PROBLEM:
Without the images, output each record below as it stands.

Natural-language object grounding data:
▼▼▼

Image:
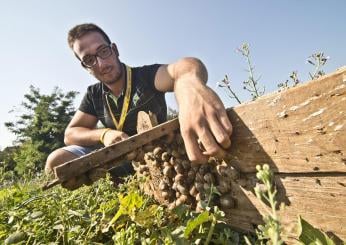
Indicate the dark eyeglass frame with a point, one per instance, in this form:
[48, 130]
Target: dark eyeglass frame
[98, 54]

▲▲▲

SOLUTION TO THIS EXERCISE:
Image:
Indicate the dark eyeglass frame with a point, one per instance, in this form:
[48, 130]
Target: dark eyeglass frame
[98, 54]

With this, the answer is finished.